→ WORK ORDER
When you transcribe the entries below, keep the wording exact and omit the pictures.

##### GIVEN INFORMATION

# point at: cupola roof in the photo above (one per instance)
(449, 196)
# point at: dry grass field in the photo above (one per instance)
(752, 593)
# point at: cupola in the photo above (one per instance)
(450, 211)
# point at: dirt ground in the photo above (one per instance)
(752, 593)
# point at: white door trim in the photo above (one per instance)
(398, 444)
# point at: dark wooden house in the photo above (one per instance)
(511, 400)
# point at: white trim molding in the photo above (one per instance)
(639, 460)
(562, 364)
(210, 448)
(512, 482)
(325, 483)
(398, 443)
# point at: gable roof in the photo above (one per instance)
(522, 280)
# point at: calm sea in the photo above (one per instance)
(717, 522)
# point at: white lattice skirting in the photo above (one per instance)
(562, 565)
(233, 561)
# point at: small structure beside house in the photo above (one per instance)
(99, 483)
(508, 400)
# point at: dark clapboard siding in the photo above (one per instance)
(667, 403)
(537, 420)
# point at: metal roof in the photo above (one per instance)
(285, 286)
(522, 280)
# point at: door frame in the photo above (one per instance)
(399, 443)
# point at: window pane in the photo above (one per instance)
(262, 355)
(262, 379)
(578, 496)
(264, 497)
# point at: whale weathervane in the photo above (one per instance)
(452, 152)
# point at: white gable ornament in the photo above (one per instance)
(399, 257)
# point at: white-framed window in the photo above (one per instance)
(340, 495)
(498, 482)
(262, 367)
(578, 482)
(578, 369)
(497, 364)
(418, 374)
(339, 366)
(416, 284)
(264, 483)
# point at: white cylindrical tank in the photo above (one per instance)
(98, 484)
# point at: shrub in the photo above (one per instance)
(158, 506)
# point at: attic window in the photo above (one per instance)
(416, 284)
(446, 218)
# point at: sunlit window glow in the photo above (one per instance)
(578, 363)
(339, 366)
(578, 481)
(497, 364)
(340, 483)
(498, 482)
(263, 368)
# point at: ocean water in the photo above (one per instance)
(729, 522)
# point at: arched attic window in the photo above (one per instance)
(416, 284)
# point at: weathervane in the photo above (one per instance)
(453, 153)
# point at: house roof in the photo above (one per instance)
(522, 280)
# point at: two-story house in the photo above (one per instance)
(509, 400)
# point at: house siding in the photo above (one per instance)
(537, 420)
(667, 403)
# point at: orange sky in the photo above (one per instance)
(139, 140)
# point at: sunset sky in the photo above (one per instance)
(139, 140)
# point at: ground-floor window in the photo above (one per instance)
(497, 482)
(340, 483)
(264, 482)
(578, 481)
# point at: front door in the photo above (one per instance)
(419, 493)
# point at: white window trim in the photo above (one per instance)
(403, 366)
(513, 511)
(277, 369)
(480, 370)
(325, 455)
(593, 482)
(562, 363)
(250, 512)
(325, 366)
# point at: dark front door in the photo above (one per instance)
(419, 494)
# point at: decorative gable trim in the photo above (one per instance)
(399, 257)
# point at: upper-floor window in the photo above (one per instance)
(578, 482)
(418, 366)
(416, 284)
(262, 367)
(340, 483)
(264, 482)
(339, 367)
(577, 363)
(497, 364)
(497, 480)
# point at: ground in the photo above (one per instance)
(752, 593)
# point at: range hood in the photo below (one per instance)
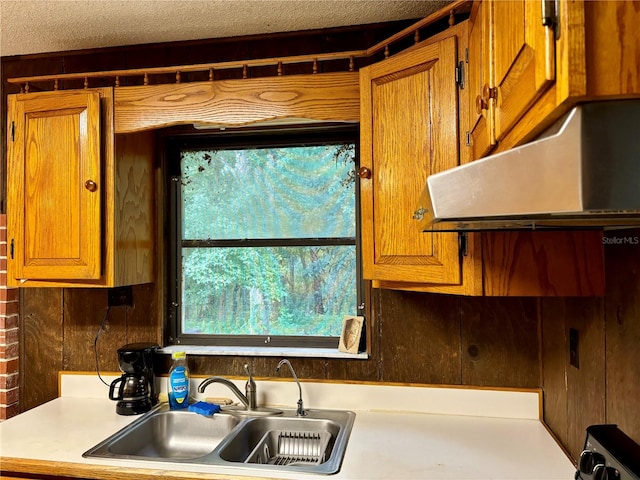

##########

→ TASK ANSWER
# point at: cupola roof in the photo above (one per instance)
(449, 196)
# point at: dry grass field in the photo above (one per instance)
(752, 593)
# point at: cupola in the photo above (one per instance)
(450, 211)
# point at: dirt ground in the photo above (one per instance)
(752, 593)
# point at: white door trim in the photo above (one per instance)
(398, 444)
# point at: dark wooden house in the photo above (one per instance)
(511, 400)
# point at: white trim molding in the photo above (one per instance)
(639, 460)
(562, 364)
(210, 448)
(512, 482)
(325, 483)
(398, 443)
# point at: gable roof in the photo above (one per instance)
(522, 280)
# point at: calm sea in the photo above (one per instance)
(717, 522)
# point at: white lattice skirting in the photo above (one per instance)
(562, 565)
(233, 561)
# point at: small structure beside house in the photo above (one per instance)
(99, 483)
(508, 400)
# point at: dark clapboard siding in the photo above (one per instance)
(667, 403)
(537, 420)
# point at: metal roof in the photo above (one per instance)
(285, 286)
(522, 280)
# point at: door frame in the photo above (one per instance)
(399, 443)
# point at: window pane in the photo above (one per instance)
(262, 355)
(262, 379)
(578, 496)
(264, 497)
# point at: whale weathervane in the photo above (one per instance)
(452, 152)
# point at: white gable ornament in the photo above (one per instance)
(399, 257)
# point at: white-framed window in the photo above (one per instance)
(340, 495)
(498, 482)
(262, 367)
(578, 482)
(578, 369)
(497, 364)
(418, 374)
(339, 366)
(416, 284)
(264, 483)
# point at: white cylindrical tank in the photo above (one per instance)
(98, 484)
# point at: shrub in the photo above (one per instance)
(158, 506)
# point at: attic window in the photo above (one per instance)
(416, 284)
(446, 218)
# point at: sunlit window glow in the photo above (one per instance)
(578, 363)
(339, 366)
(578, 481)
(497, 364)
(340, 483)
(498, 482)
(263, 368)
# point at: ocean water in the photo above (one per instance)
(729, 522)
# point at: arched attic window in the photo above (one per instance)
(416, 284)
# point at: weathervane in the photo above (one per instance)
(453, 153)
# point at: house roof in the photo above (one per instance)
(522, 280)
# point at: two-story house in the photo above (one per instance)
(509, 400)
# point at: house siding in the photo above (one per instance)
(537, 420)
(667, 403)
# point at: orange sky in the photo above (one per instance)
(139, 140)
# point at: sunset sky in the photo above (one per instance)
(139, 140)
# point at: ground-floor window in the photo above (one per instance)
(497, 482)
(340, 483)
(264, 482)
(578, 481)
# point at: front door in the photo above (one per instance)
(419, 493)
# point at: white window trim in the photo above (one per instance)
(403, 366)
(513, 511)
(277, 369)
(480, 370)
(325, 455)
(593, 482)
(562, 363)
(250, 512)
(325, 366)
# point at: dark front door in the photo above (one per instance)
(419, 494)
# point at: decorative gable trim in the photo above (one per instance)
(399, 257)
# point at: upper-floor window in the photo above (one per instance)
(578, 482)
(418, 366)
(416, 284)
(262, 367)
(340, 483)
(264, 482)
(339, 367)
(577, 363)
(497, 364)
(497, 480)
# point at: ground in the photo above (one per instance)
(752, 593)
# point at: range hood in the photo below (one per instance)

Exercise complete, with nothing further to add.